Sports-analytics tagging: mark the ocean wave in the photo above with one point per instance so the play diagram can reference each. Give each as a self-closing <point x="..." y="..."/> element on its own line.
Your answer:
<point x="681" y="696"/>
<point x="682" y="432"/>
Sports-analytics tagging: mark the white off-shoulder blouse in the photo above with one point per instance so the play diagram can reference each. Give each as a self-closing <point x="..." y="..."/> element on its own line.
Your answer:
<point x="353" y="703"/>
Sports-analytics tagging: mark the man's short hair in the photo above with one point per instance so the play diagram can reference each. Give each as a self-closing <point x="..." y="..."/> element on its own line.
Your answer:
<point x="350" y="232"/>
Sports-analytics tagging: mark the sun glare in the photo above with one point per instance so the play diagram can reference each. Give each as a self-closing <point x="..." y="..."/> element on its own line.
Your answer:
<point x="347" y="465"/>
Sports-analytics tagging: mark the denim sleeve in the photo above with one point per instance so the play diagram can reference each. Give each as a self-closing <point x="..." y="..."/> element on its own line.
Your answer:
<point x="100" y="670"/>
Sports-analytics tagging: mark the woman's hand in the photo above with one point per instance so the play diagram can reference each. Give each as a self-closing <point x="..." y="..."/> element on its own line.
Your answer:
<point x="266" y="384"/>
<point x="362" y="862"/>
***
Exercise
Give every entry back unchanged. Leave none out.

Result of this task
Sports-analytics tagging: mark the ocean wave in the photo above with one point per instance so the play diagram can reference each. Give each as a self-closing <point x="..." y="..."/> element on its own line.
Your answer:
<point x="681" y="696"/>
<point x="682" y="432"/>
Sports-analytics tagging: mark the white off-shoulder blouse in the photo above with one point per instance so the play diagram can reference each. Give each as a self-closing <point x="..." y="..."/> element on its own line.
Your answer:
<point x="353" y="703"/>
Sports-analytics tagging: mark the man's short hair in the photo above with one point per instance so the play diagram can reference each. Give each as a self-closing <point x="..." y="..."/> element on its own line.
Your answer:
<point x="350" y="232"/>
Sports-analytics tagging: mark the sun glare in the photo above with one point per instance so the play diagram can reference each. Give each as a self-closing <point x="..." y="..."/> element on its own line.
Your answer:
<point x="347" y="465"/>
Sports-analytics tagging: mark the denim sleeve in the photo above with one point per instance so the play diagram can reference each. Give each as a self-closing <point x="..." y="..."/> element on its own line.
Your answer:
<point x="100" y="670"/>
Sports-analytics tagging: mark the woman's hand in the photo above with one point per instance so the play diagram can reference each. Give each as a self-closing <point x="..." y="..."/> element on its own line.
Your answer:
<point x="266" y="384"/>
<point x="362" y="862"/>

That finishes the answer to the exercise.